## Start Entries shown
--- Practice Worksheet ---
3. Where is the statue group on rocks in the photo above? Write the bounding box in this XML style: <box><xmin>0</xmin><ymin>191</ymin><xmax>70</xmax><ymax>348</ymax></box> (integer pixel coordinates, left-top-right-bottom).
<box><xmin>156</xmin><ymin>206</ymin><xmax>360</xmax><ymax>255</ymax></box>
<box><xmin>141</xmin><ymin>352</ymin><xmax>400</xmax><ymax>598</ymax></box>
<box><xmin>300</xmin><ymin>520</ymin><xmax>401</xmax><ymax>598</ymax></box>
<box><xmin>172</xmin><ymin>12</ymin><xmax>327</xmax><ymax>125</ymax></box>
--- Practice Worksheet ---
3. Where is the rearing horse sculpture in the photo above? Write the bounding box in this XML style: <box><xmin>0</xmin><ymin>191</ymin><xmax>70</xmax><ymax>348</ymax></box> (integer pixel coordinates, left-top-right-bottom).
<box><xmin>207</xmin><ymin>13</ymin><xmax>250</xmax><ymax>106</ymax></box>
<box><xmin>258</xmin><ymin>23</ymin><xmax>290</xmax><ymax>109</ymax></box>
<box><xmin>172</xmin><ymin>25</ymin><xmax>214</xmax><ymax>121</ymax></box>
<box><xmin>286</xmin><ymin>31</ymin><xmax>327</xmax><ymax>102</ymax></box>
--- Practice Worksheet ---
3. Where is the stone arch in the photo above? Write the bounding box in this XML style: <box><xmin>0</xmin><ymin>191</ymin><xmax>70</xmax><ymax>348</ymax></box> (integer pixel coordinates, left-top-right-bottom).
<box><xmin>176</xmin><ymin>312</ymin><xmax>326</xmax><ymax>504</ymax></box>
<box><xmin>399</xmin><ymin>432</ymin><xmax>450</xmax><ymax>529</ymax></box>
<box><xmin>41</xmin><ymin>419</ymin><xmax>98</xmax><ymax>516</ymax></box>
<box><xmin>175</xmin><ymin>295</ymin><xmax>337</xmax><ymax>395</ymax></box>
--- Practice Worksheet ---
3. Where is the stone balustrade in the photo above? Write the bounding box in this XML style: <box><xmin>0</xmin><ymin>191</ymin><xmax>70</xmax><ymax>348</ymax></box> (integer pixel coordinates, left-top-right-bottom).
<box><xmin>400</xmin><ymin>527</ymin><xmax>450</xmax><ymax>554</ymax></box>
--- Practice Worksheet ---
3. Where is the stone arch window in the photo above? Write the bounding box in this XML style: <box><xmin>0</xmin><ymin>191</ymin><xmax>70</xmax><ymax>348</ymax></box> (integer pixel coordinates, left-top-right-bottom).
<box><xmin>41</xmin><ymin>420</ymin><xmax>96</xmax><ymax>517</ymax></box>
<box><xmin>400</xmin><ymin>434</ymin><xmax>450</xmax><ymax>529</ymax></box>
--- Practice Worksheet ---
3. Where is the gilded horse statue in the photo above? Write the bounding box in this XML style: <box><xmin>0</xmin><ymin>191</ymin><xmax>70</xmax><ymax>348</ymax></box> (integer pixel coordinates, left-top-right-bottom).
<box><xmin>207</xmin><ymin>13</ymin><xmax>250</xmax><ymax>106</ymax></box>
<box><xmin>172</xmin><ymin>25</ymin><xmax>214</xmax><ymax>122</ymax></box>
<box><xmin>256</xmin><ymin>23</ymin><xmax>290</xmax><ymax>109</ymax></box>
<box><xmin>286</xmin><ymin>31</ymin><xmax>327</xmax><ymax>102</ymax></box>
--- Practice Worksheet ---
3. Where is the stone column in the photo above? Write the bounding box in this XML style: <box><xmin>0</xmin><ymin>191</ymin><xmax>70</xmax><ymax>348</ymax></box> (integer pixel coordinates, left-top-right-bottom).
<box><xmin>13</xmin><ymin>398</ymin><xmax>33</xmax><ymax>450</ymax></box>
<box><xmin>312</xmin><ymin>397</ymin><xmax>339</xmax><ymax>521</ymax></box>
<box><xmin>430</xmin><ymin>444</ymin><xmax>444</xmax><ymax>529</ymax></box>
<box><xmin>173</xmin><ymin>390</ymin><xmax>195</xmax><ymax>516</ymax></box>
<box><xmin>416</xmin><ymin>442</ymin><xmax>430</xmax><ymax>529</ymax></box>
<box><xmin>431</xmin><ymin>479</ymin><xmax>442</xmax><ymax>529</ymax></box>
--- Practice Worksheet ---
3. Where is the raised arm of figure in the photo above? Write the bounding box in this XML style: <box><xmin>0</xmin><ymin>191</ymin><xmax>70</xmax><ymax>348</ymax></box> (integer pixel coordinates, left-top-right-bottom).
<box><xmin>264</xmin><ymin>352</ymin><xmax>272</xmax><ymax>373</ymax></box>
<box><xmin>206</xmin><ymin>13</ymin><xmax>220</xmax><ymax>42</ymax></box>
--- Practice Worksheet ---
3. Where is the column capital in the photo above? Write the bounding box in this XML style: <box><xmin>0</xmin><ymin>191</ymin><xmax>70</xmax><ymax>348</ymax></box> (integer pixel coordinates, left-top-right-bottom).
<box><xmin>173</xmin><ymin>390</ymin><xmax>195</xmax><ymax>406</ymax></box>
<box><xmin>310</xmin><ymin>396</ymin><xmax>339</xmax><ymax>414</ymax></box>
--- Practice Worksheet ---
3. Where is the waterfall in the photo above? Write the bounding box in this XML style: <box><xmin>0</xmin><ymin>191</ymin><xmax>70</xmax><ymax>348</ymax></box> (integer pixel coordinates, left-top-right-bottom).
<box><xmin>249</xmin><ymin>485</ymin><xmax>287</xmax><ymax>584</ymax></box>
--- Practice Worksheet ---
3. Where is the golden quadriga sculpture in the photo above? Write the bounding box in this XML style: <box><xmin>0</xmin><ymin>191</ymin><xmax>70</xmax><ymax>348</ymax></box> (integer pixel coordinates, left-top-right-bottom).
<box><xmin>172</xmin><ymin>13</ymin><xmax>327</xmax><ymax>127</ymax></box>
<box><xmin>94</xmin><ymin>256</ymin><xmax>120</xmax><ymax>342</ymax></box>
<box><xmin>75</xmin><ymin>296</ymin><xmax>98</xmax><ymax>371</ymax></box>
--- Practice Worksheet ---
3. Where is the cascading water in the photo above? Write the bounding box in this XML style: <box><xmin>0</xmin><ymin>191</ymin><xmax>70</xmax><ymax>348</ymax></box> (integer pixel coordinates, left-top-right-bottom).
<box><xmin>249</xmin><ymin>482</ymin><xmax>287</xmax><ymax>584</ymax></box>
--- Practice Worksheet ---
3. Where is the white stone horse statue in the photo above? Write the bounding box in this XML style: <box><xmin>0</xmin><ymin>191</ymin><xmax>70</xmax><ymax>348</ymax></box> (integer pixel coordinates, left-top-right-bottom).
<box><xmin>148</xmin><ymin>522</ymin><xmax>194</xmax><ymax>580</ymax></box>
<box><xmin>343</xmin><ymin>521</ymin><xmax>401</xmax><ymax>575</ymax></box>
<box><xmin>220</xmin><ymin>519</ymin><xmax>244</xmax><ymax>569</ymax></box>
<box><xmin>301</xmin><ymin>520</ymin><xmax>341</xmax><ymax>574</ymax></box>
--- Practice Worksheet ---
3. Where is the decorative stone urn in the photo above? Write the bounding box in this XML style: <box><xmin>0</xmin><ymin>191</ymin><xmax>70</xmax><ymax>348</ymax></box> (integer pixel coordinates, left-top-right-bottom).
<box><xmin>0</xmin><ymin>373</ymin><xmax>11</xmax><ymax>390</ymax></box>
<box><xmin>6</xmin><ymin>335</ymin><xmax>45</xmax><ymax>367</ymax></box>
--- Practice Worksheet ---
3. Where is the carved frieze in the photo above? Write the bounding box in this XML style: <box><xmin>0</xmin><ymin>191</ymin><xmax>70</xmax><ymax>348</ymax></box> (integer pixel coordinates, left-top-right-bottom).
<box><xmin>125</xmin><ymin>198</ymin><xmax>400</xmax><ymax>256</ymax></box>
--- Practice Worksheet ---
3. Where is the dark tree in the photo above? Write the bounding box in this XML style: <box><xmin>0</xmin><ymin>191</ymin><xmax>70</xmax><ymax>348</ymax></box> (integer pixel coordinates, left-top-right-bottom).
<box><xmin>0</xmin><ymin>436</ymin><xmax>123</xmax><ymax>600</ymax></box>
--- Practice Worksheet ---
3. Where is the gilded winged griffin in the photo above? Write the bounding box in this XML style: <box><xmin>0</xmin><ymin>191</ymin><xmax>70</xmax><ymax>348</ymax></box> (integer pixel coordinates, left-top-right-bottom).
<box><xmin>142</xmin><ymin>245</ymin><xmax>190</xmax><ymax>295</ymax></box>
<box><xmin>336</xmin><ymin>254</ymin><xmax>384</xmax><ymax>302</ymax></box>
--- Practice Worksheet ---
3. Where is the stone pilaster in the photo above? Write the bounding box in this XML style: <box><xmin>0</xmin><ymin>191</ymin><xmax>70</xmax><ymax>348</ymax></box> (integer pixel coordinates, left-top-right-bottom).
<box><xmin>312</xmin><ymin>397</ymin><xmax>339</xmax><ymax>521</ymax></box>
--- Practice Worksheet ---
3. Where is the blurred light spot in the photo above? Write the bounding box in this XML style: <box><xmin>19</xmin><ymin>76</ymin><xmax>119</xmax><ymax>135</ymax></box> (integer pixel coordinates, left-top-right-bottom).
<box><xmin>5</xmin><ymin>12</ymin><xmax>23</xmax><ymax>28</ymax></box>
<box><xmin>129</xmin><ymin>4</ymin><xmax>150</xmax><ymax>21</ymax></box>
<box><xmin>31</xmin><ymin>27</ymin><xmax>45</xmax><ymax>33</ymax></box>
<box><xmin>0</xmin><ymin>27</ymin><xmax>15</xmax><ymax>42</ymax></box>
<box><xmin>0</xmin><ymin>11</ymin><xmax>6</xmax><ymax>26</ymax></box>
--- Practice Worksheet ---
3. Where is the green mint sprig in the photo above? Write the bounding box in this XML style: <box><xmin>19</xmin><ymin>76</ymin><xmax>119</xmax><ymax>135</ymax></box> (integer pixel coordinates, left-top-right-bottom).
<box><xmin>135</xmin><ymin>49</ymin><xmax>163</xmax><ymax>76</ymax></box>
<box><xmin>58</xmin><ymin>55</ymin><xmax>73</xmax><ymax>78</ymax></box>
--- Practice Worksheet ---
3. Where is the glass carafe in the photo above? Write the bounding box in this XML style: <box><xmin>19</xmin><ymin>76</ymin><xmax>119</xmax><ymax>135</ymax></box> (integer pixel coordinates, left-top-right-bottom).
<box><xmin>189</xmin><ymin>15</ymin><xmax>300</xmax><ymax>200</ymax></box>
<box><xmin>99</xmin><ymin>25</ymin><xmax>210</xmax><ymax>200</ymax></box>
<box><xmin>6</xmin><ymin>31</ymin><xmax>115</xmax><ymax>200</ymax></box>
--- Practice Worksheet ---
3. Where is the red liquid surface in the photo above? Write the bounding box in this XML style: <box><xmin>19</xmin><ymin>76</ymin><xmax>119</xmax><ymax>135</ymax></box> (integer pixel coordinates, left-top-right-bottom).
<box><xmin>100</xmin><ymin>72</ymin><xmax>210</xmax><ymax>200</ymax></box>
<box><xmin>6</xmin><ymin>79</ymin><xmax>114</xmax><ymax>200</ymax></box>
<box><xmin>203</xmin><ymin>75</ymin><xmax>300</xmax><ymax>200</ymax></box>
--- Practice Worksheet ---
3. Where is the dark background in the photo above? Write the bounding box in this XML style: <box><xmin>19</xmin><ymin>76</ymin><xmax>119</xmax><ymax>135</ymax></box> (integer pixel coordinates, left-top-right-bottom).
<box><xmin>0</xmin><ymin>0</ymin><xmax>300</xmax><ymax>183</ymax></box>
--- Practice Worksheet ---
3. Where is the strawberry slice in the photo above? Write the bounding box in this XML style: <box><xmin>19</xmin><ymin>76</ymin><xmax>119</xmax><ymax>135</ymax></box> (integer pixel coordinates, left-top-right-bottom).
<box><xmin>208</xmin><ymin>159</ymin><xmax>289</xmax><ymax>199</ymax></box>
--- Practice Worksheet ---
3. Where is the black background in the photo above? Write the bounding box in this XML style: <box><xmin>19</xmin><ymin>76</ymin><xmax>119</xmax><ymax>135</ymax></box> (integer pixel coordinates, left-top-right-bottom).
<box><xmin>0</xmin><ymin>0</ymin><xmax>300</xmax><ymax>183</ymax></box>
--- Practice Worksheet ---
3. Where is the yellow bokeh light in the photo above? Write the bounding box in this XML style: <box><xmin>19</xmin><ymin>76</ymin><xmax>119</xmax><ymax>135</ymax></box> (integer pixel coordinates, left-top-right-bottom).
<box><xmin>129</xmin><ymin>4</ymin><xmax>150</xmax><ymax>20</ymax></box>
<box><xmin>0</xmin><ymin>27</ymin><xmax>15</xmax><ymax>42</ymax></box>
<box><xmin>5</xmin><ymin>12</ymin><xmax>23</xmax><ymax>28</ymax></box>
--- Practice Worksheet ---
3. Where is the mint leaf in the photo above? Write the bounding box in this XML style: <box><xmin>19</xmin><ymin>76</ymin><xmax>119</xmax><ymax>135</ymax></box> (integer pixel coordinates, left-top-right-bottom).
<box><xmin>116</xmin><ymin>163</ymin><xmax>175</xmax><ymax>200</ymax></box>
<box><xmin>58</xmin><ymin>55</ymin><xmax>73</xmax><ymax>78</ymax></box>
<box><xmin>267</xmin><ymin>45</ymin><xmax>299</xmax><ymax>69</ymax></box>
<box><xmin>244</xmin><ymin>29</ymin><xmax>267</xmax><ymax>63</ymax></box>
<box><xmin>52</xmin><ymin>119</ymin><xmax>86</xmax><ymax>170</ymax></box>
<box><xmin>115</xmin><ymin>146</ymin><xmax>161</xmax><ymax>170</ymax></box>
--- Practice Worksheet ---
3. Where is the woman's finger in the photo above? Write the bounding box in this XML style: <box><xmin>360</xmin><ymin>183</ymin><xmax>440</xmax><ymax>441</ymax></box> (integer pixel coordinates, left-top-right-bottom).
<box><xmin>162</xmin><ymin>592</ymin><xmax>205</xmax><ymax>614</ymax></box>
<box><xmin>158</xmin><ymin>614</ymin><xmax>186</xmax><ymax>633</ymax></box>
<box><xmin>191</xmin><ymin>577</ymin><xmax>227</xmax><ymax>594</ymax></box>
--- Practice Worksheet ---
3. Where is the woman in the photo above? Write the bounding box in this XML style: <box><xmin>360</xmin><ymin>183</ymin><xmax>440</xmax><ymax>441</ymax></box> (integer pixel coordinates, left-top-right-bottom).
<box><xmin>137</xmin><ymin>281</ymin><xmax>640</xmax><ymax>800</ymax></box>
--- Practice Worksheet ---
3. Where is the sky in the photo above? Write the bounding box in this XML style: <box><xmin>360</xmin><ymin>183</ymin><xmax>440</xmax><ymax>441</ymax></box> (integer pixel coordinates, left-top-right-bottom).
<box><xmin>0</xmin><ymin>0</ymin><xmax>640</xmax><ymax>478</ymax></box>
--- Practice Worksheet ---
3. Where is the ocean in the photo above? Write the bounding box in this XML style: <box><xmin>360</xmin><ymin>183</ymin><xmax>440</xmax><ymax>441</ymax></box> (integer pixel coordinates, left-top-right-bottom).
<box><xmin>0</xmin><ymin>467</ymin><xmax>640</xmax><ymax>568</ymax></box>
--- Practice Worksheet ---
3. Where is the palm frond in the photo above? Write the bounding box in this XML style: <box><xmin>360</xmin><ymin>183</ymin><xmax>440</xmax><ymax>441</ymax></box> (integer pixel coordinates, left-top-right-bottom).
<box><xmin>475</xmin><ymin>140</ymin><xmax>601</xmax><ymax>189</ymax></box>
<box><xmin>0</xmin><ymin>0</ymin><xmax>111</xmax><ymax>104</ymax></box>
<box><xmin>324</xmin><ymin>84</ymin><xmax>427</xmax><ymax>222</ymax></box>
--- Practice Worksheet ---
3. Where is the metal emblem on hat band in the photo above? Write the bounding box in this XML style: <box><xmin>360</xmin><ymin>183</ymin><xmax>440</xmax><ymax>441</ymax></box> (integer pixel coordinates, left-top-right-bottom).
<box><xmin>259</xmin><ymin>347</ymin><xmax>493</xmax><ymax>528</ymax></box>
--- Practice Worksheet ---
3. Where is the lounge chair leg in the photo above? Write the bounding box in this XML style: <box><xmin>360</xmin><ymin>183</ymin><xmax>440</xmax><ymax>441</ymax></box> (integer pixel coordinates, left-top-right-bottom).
## End Entries shown
Task statement.
How many lines of the material above contain the word "cascading"? Give only the number.

Result for this task.
1